# start of RECORDS TO PROCESS
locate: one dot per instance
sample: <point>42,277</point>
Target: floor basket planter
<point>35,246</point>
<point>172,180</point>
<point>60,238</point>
# end of RECORDS TO PROCESS
Change "floor basket planter" to "woven floor planter" throughout the data above and return every line otherwise unchanged.

**WRITTEN ANSWER:**
locate: one dot per instance
sample: <point>42,277</point>
Target: woven floor planter
<point>35,246</point>
<point>172,180</point>
<point>60,238</point>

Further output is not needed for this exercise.